| Work request |
All the lines below should be set down exactly, with no picture carried into the copy.

| Task input |
<<<<

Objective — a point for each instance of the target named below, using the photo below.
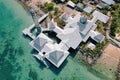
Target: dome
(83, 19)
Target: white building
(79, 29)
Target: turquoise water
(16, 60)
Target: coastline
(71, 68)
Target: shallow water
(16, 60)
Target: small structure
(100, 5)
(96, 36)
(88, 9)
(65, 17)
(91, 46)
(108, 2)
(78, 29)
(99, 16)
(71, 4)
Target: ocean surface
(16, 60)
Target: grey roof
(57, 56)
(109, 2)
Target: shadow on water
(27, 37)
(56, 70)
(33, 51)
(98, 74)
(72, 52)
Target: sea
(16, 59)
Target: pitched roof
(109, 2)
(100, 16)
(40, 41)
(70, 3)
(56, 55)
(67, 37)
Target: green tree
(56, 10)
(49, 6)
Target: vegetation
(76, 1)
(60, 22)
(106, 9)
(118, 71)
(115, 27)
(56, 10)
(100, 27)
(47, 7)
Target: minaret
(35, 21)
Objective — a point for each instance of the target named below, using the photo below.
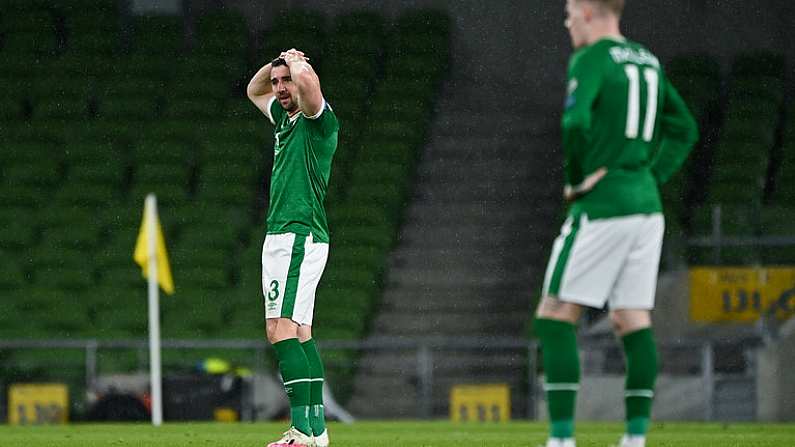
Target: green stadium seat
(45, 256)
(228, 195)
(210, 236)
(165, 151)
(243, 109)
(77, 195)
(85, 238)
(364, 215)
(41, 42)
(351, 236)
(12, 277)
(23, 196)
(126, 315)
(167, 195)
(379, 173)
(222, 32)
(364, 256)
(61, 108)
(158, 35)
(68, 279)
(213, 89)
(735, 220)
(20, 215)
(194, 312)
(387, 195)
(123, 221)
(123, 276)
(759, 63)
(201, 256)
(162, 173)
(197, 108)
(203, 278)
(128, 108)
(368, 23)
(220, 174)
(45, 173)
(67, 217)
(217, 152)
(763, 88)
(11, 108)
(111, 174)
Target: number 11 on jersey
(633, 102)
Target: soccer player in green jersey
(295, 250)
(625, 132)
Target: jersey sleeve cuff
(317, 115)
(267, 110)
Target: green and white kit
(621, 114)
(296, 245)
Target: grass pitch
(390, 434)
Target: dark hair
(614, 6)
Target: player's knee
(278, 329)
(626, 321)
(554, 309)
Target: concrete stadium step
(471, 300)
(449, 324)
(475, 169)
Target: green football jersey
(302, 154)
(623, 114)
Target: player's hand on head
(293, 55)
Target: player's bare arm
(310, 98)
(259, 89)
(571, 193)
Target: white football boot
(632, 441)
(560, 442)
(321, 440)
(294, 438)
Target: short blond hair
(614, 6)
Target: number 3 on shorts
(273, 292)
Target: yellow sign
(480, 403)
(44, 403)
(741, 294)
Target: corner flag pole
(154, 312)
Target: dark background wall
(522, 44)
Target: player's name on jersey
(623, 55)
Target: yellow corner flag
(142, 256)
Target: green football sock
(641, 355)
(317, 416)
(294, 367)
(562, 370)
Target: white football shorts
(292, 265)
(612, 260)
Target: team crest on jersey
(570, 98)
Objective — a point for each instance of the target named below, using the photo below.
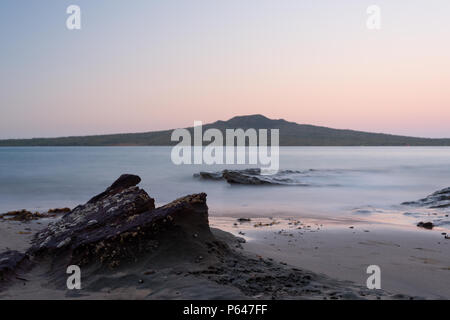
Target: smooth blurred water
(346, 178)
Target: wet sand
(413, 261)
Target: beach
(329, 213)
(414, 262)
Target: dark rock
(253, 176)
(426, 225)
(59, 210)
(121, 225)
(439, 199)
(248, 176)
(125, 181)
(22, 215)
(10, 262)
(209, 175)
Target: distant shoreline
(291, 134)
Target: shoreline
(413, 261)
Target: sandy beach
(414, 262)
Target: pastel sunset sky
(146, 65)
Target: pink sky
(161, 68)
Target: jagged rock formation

>>>>

| Written reply |
Objective — a point for each instance of the target named below, using the photo below.
Target: dome
(83, 19)
Target: white building
(79, 29)
Target: turquoise water
(16, 60)
Target: coastline
(71, 68)
Target: shallow water
(16, 60)
Target: small structure
(100, 5)
(96, 36)
(88, 9)
(65, 17)
(91, 46)
(108, 2)
(78, 29)
(99, 16)
(71, 4)
Target: ocean surface
(16, 60)
Target: grey roof
(57, 56)
(109, 2)
Target: shadow on water
(27, 37)
(56, 70)
(33, 51)
(98, 74)
(72, 52)
Target: sea
(16, 59)
Target: pitched roof
(109, 2)
(100, 16)
(40, 41)
(70, 3)
(56, 55)
(67, 37)
Target: green tree
(56, 10)
(49, 6)
Target: vegetation
(76, 1)
(60, 22)
(106, 9)
(118, 71)
(115, 27)
(56, 10)
(100, 27)
(47, 7)
Target: minaret
(35, 21)
Objective — a point for each instance of the target named below, using the photo below.
Target: green stadium seat
(45, 256)
(228, 195)
(210, 236)
(165, 151)
(243, 109)
(77, 195)
(85, 238)
(364, 215)
(41, 42)
(351, 236)
(12, 277)
(23, 196)
(126, 315)
(167, 195)
(379, 173)
(222, 32)
(364, 256)
(61, 108)
(158, 35)
(68, 279)
(213, 89)
(735, 220)
(20, 215)
(194, 312)
(387, 195)
(123, 221)
(123, 276)
(759, 63)
(201, 256)
(162, 173)
(197, 108)
(203, 278)
(128, 108)
(368, 23)
(220, 174)
(45, 173)
(67, 217)
(217, 152)
(763, 88)
(11, 108)
(111, 174)
Target: number 11 on jersey
(633, 102)
Target: soccer player in green jersey
(295, 250)
(625, 132)
Target: jersey sleeve cuff
(317, 115)
(267, 110)
Target: green and white kit
(621, 114)
(296, 245)
Target: grass pitch
(390, 434)
Target: dark hair
(614, 6)
Target: player's knee
(278, 329)
(626, 321)
(554, 309)
Target: concrete stadium step
(471, 300)
(449, 324)
(475, 169)
Target: green football jersey
(302, 154)
(623, 114)
Target: player's hand on head
(293, 55)
Target: player's bare arm
(310, 98)
(259, 89)
(571, 193)
Target: white football boot
(632, 441)
(560, 442)
(321, 440)
(294, 438)
Target: short blond hair
(614, 6)
Target: number 3 on shorts
(273, 292)
Target: yellow sign
(480, 403)
(44, 403)
(741, 294)
Target: corner flag pole
(154, 312)
Target: dark background wall
(522, 44)
Target: player's name on jersey
(623, 55)
Target: yellow corner flag
(142, 256)
Target: green football sock
(641, 355)
(317, 416)
(294, 367)
(562, 370)
Target: white football shorts
(292, 265)
(612, 260)
Target: team crest on jersey
(570, 98)
Objective — a point for each instance of the target named below, using the photo below.
Target: smooth blurred water
(346, 178)
Target: wet sand
(413, 261)
Target: beach
(329, 213)
(414, 262)
Target: dark rock
(253, 176)
(426, 225)
(59, 210)
(121, 225)
(439, 199)
(248, 176)
(125, 181)
(22, 215)
(10, 262)
(209, 175)
Target: distant shoreline
(291, 134)
Target: shoreline
(413, 261)
Target: sandy beach
(414, 262)
Target: pastel sunset sky
(146, 65)
Target: pink sky
(161, 68)
Target: jagged rock formation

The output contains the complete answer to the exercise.